→ GEKOZEN FRAGMENT

De auteur vertelt met humor over deze fantasievolle oplichterij. De manier waarop de slechtziende vader zich laat bedotten, is nogal kolderiek. Zo vraagt hij Jakob om het nepwildbraad, dat hem in een goede stemming zal brengen, dichterbij te zetten. De lezer weet dat Ezaus echte wildbraad in aantocht is. Te laat. De verteller maakt er een mooi drama van, en een klucht.

→ UITGEHAALDE GEGEVENS
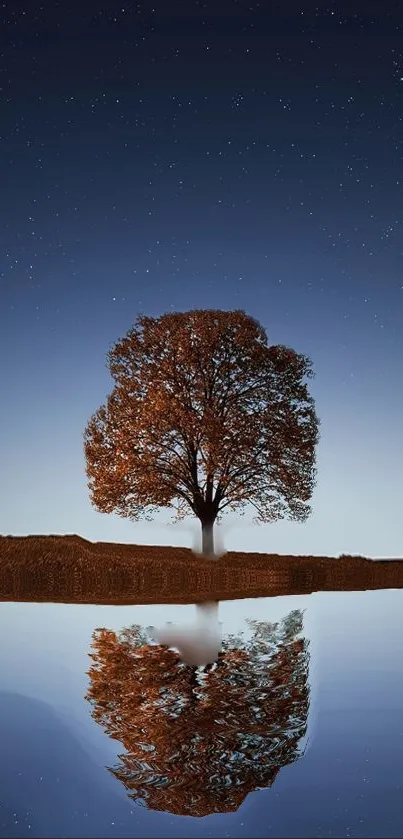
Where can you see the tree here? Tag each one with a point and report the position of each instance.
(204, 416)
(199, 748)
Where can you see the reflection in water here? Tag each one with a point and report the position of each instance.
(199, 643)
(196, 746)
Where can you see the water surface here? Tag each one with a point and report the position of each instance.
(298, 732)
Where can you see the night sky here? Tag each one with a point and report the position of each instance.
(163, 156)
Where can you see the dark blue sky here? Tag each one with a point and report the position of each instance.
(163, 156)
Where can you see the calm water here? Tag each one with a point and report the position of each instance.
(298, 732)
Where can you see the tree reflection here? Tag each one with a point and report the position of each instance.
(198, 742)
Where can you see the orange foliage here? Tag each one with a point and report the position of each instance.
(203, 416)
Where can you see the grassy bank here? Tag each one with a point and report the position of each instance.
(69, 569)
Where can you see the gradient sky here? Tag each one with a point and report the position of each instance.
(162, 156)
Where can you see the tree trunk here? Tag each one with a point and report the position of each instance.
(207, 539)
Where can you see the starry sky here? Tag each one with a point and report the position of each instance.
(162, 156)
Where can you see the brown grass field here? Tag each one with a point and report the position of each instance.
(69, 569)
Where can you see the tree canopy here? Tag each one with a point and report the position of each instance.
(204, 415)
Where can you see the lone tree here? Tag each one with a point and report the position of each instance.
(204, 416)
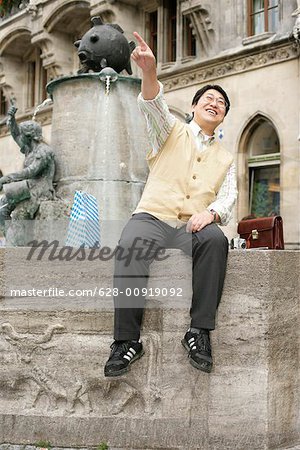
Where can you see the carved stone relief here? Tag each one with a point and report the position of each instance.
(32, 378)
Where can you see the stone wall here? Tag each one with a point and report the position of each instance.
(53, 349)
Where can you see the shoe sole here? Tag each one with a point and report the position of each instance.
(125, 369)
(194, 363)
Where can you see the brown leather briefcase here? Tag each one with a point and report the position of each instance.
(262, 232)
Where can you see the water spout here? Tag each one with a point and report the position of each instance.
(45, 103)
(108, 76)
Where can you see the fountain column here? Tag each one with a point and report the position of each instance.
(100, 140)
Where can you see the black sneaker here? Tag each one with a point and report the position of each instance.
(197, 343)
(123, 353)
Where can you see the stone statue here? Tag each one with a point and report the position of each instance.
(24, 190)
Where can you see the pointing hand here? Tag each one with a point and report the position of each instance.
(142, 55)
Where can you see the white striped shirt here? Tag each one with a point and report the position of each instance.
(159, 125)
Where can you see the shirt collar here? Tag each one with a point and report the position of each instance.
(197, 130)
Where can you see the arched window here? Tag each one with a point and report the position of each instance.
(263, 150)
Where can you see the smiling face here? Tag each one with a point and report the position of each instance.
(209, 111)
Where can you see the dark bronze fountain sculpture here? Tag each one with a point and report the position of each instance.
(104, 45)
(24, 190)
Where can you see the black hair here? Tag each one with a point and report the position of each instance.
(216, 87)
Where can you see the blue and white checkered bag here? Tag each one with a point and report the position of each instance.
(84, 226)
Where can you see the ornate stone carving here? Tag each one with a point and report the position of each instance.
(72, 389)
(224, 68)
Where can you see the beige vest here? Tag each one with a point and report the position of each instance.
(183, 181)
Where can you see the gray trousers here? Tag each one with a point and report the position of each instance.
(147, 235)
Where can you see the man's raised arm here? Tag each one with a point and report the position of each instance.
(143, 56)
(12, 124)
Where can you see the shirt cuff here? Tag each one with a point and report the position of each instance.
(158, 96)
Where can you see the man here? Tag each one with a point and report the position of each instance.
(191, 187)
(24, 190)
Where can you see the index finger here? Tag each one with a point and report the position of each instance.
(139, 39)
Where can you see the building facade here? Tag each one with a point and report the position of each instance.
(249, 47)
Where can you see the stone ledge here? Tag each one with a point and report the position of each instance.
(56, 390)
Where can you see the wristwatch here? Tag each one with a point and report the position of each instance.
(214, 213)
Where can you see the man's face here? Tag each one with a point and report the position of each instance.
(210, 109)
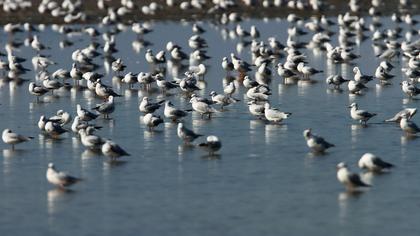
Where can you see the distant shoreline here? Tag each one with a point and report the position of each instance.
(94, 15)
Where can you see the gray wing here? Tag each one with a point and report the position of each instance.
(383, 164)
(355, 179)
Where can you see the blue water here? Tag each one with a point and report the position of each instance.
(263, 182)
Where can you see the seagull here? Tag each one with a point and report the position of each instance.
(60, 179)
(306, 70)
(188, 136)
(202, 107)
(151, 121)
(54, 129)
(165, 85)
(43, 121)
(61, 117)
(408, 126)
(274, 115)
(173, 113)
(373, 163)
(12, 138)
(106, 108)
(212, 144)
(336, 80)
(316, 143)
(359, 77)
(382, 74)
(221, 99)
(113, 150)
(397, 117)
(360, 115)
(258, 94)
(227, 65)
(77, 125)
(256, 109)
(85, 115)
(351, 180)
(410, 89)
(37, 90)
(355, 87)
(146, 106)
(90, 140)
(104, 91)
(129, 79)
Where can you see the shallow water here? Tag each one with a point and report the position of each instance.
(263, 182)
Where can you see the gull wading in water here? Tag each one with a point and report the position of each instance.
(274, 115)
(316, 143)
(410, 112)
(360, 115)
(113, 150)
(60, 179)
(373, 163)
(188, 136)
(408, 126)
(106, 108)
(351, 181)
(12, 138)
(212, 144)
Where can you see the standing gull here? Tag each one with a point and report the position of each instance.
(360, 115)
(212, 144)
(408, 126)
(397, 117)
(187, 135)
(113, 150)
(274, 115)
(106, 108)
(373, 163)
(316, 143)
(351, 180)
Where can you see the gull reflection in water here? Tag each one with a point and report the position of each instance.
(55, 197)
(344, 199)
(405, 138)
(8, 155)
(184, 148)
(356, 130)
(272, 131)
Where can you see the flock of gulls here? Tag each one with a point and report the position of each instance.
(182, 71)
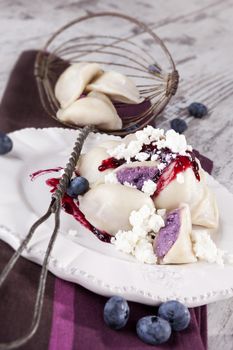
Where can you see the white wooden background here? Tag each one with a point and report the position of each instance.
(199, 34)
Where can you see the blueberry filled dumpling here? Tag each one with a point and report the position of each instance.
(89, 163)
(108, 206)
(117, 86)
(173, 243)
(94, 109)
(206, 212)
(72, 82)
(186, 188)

→ SCHRIFTELIJKE OPDRACHT A
Beantwoord de volgende vragen over het fragment, elk op een eigen regel:
(i) Hoe wordt de vader in het fragment omschreven?
(ii) Wat vraagt de vader aan Jakob?
(iii) Wat is volgens het fragment in aantocht?
→ SCHRIFTELIJKE OPDRACHT B
Schrijf alles uit het fragment van "De auteur vertelt" tot en met "en een klucht." over en vervang daarbij "vader" door "grijsaard".
De lijst speelt hierbij geen enkele rol.

→ VERWACHT ANTWOORD A
(i) Als slechtziend.
(ii) Om het nepwildbraad dichterbij te zetten.
(iii) Ezaus echte wildbraad.

→ VERWACHT ANTWOORD B
De auteur vertelt met humor over deze fantasievolle oplichterij. De manier waarop de slechtziende grijsaard zich laat bedotten, is nogal kolderiek. Zo vraagt hij Jakob om het nepwildbraad, dat hem in een goede stemming zal brengen, dichterbij te zetten. De lezer weet dat Ezaus echte wildbraad in aantocht is. Te laat. De verteller maakt er een mooi drama van, en een klucht.